┌─ Input data

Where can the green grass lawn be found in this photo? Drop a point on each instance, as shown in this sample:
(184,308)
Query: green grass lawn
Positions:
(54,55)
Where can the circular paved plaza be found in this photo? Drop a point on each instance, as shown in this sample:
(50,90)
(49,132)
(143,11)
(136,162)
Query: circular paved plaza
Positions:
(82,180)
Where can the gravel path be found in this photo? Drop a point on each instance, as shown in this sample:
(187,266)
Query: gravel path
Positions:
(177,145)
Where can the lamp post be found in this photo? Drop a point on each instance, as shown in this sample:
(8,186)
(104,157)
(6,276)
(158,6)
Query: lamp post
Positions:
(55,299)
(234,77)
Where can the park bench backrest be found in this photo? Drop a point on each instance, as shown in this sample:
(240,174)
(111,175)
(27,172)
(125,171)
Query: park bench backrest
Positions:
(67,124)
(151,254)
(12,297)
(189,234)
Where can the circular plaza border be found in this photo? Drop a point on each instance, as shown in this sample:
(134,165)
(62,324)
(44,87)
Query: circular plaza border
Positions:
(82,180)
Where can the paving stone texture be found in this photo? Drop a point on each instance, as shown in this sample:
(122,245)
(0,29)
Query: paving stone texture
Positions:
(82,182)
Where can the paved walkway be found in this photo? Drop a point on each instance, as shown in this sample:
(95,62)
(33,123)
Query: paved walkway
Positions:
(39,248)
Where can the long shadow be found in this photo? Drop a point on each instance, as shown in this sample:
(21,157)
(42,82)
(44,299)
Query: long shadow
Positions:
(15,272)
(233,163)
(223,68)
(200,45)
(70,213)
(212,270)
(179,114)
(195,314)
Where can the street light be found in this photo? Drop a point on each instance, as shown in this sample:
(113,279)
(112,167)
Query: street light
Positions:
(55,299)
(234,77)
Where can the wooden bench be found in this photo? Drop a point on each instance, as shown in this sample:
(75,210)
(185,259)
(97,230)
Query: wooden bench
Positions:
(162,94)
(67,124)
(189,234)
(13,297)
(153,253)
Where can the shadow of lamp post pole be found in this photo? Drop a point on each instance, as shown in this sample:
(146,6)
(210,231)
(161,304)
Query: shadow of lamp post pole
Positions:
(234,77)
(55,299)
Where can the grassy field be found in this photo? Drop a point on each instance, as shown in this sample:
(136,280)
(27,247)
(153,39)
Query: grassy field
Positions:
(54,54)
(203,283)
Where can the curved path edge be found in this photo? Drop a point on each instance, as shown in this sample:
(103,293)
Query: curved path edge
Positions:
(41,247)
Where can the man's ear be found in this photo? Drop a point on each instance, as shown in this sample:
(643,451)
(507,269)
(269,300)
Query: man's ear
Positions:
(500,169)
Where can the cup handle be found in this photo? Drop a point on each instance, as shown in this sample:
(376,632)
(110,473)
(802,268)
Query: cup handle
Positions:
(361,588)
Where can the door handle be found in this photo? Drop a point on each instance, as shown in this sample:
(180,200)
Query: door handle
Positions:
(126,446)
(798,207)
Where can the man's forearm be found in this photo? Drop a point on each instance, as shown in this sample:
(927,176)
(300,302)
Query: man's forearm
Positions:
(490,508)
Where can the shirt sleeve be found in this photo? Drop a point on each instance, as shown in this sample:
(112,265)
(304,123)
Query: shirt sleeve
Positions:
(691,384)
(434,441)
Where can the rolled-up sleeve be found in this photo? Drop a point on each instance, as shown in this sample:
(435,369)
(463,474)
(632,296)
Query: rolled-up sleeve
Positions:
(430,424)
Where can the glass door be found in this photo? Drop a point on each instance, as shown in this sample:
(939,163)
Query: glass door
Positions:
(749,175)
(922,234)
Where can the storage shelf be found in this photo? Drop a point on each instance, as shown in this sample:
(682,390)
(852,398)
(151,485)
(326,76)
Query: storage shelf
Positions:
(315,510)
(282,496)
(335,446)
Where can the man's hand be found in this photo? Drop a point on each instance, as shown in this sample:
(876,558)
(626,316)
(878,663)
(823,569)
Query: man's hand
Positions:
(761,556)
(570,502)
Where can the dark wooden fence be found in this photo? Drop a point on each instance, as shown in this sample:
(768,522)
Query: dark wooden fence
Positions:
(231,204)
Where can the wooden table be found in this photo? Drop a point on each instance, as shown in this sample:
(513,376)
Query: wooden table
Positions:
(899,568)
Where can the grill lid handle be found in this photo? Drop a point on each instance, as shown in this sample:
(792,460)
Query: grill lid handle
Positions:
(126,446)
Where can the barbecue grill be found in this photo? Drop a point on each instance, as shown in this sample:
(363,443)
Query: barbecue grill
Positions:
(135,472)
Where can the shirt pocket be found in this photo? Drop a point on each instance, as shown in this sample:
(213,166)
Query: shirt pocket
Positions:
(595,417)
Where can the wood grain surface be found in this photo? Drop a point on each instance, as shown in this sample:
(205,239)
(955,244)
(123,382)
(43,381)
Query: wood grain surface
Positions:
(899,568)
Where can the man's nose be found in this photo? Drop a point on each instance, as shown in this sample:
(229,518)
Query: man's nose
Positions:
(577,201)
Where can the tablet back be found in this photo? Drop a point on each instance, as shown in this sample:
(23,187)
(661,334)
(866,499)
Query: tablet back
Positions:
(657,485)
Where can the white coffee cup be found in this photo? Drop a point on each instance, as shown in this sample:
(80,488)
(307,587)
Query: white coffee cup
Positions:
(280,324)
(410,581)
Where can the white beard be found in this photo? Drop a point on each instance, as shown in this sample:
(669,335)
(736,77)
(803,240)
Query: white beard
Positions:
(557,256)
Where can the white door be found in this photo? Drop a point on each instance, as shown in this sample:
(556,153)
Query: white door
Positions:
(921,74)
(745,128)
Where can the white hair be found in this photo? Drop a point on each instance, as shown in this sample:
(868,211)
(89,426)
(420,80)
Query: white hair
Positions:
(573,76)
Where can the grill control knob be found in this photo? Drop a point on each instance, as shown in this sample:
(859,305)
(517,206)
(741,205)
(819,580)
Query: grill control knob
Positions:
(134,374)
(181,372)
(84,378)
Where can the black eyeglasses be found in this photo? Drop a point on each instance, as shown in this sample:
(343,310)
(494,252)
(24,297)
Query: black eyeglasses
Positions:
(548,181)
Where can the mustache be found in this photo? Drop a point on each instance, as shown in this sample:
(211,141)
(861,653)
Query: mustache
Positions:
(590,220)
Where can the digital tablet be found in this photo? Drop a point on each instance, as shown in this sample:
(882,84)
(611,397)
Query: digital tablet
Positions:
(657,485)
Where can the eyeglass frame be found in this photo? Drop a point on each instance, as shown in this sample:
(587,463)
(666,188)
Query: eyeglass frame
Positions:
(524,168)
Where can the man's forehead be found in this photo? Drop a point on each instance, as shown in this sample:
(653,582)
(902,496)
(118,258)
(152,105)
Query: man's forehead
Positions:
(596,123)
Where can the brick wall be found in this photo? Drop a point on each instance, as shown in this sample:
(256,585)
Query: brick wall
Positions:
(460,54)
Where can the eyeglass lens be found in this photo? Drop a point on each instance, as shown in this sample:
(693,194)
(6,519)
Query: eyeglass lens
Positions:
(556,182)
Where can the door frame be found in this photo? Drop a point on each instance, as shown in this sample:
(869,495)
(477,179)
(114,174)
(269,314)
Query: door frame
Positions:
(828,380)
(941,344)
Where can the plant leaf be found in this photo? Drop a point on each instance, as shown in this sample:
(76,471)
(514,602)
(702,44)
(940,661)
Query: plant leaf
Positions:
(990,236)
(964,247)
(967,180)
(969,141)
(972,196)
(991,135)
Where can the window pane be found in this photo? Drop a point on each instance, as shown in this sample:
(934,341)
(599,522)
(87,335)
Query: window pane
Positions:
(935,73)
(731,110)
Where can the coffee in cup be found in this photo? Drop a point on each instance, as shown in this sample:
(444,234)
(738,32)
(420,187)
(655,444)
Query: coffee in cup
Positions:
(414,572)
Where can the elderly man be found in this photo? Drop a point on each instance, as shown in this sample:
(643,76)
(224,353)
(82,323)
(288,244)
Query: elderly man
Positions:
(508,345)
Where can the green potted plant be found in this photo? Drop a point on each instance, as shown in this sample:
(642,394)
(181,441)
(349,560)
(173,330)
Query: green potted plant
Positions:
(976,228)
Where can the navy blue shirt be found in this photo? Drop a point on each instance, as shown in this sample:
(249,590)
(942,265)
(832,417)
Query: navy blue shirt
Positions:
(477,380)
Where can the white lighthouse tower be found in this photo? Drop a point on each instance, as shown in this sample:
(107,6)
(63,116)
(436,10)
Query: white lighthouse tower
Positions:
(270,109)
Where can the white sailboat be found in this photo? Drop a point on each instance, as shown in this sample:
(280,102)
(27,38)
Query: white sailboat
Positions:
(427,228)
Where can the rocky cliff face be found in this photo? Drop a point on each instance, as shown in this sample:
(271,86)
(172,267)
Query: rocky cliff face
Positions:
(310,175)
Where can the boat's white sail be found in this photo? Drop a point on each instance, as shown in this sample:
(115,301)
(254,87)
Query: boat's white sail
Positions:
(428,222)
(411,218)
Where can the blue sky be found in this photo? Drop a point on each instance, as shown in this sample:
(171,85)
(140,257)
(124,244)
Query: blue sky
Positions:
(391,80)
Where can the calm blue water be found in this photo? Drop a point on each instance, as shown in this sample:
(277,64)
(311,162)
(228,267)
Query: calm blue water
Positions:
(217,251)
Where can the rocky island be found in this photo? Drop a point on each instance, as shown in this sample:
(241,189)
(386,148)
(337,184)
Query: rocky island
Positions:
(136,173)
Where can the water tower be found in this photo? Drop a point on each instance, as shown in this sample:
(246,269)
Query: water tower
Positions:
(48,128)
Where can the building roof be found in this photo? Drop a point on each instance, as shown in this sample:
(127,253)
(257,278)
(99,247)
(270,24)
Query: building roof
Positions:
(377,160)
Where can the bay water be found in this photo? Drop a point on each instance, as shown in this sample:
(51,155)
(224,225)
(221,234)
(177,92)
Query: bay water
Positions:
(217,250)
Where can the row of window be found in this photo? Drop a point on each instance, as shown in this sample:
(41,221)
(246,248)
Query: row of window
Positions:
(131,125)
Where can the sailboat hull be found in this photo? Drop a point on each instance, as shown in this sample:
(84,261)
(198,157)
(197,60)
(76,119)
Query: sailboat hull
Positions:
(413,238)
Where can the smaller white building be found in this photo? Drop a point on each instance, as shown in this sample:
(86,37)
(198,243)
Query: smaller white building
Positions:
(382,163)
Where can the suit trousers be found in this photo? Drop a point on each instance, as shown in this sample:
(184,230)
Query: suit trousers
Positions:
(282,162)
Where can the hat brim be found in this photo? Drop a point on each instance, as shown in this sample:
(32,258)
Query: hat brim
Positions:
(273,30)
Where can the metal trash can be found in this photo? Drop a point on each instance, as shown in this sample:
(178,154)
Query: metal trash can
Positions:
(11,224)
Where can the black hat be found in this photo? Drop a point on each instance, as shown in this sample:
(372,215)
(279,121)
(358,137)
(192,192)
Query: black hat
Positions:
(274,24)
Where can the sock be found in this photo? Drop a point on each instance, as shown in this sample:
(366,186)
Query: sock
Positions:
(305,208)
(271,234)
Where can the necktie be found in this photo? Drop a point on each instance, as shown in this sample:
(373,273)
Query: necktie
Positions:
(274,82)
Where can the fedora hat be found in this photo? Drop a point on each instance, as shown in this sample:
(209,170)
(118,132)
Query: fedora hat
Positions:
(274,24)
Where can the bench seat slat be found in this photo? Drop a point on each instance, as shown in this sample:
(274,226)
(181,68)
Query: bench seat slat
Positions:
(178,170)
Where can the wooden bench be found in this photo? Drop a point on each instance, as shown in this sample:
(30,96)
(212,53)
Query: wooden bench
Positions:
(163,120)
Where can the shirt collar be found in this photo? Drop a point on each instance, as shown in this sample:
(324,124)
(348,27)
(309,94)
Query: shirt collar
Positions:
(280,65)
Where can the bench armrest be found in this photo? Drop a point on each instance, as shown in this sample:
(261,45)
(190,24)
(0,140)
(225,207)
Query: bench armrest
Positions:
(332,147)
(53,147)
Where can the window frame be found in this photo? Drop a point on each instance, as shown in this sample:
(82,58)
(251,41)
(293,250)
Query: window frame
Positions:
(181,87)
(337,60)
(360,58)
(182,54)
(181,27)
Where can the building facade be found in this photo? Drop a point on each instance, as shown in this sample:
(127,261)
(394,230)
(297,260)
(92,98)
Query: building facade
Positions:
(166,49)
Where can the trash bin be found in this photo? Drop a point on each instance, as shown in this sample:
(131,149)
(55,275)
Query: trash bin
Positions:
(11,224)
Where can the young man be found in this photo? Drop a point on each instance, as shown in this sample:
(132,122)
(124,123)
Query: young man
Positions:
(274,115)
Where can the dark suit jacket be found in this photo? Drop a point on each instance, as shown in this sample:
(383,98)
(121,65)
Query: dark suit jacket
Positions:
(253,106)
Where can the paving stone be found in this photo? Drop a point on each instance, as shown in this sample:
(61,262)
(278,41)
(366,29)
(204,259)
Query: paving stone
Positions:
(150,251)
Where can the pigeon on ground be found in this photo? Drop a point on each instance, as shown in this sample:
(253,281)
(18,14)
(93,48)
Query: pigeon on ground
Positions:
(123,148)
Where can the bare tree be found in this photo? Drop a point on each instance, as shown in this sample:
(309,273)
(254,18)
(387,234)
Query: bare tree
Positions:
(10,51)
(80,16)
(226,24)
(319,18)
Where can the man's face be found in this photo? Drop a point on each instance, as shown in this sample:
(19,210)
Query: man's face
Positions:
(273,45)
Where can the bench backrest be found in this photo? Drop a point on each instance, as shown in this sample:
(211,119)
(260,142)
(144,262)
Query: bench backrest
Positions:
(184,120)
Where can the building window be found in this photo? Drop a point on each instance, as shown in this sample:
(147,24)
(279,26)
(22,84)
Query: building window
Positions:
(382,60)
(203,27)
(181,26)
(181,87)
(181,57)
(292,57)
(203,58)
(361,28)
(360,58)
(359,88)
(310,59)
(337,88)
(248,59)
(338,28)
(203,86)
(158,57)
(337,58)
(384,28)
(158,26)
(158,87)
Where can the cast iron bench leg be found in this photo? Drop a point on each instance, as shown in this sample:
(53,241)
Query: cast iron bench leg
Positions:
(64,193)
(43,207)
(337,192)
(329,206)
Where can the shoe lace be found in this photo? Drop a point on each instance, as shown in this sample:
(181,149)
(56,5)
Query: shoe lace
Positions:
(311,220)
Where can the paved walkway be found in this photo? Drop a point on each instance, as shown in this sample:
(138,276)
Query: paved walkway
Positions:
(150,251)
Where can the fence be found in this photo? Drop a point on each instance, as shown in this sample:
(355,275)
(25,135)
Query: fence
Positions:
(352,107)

└─

About this task: Using the data above, work out how many lines include the word "texture" and give only that number.

Task result: 2